BEGIN Article

"all we know is their *collations*" -> "all we know is their *traits*"

пт, 6 дек. 2019 г. в 12:57, Vladimir Ozerov <[email protected]>:

> Hi Haisheng,
>
> Thank you for your response. Let me elaborate my note on join planning
> first - what I was trying to say is not that rules on their own have some
> deficiencies. What I meant is that with current planner implementation,
> users tend to separate join planning from the core optimization process
> like this in the pseudo-code below. As a result, only one join permutation
> is considered during physical planning, even though join rule may
> potentially generate multiple plans worth exploring:
>
> RelNode optimizedLogicalNode = doJoinPlanning(logicalNode);
> RelNode physicalNode = doPhysicalPlanning(optimizedLogicalNode);
>
> Now back to the main question. I re-read your thread about on-demand trait
> propagation [1] carefully. I'd like to admit that when I was reading it for
> the first time about a month ago, I failed to understand some details due
> to poor knowledge of different optimizer architectures. Now I understand it
> much better, and we definitely concerned with exactly the same problem. I
> feel that trait pull-up might be a step in the right direction, however, it
> seems to me that it is not the complete solution. Let me try to explain why
> I think so.
>
> The efficient optimizer should try to save CPU as much as possible because
> it allows us to explore more plans in a sensible amount of time. To achieve
> that we should avoid redundant operations, and detect and prune inefficient
> paths aggressively. As far as I understand the idea of trait pull-up, we
> essentially explore the space of possible physical properties of children
> nodes without forcing their implementation. But after that, the Calcite
> will explore that nodes again, now in order to execute implementation
> rules. I.e. we will do two dives - one to enumerate the nodes (trait
> pull-up API), and the other one to implement them (implementation rules),
> while in Cascades one dive should be sufficient since exploration invokes
> the implementation rules as it goes. This is the first issue I see.
>
> The second one is more important - how to prune inefficient plans?
> Currently, nodes are implemented independently and lack of context doesn't
> allow us to estimates children's costs when implementing the parent, hence
> branch-and-bound is not possible. Can trait pull-up API "List<RelTraitSet>
> deriveTraitSets(RelNode, RelMetadataQuery)" help us with this? If the
> children nodes are not implemented before the pull-up, all we know is their
> collations, but not their costs. And without costs, pruning is not
> possible. Please let me know if I missed something from the proposal.

END Article
BEGIN Provided entries

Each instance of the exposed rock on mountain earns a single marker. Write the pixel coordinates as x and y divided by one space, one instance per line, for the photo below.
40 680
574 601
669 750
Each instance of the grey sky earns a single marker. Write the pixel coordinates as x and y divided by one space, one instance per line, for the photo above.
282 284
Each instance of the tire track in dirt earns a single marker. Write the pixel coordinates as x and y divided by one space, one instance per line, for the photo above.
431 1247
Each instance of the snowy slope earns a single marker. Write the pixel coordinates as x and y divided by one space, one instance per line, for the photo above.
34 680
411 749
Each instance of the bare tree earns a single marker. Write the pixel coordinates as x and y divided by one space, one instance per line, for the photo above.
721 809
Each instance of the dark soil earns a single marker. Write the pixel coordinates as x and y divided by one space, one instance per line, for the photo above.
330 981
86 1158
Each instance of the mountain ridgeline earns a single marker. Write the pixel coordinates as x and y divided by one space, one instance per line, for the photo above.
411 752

END Provided entries

**Written problem 1**.
Update the part of the records that opens with the line containing "Each instance of the mountain" and runs to the end of the records. Reproduce only that part, with "ridgeline" replaced by "crest" and nothing else changed.
**Written problem 2**.
Carry the email thread on Calcite query planning forward from its last line.

**Exercise result 1**.
Each instance of the mountain crest earns a single marker. Write the pixel coordinates as x and y divided by one space, one instance per line, for the photo above.
411 752

**Exercise result 2**.
>
> The possible architecture I had in mind after reading multiple papers,
> which may answer all our questions, could look like this:
> 1) We have a queue of nodes requiring optimization. Not a queue of rules.
> initial queue state is formed from the initial tree, top-down.
> 2) The node is popped from the queue, and we enter
> "node.optimize(maxCost)" call. It checks for matching rules, prioritizes
> them, and start their execution on by one. Execution of rules may re-insert
> the current node into the queue, in which case this step is repeated,
> possibly many times
> 3) Logical-logical rules (transformations) produce new logical nodes and
> put them into the queue for further optimization
> 4) Logical-physical rules (implementation) do the following:
> 4.1) Costs of logical children are estimated. The cost of a logical node
> should be less than any cost of a possible physical node that may be
> produced out of it. If the logical cost exceeds "maxCost", we stop and
> return. The whole logical subspace is pruned even before exploration.
> 4.2) Recursively call "childNode.optimize(maxCost - currentLogicalCost)"
> method, which returns a set of possible physical implementations of a
> child. Returned physical children are already registered in proper
> set/subset, but are not used for any pattern-matching, and doesn't trigger
> more rule calls!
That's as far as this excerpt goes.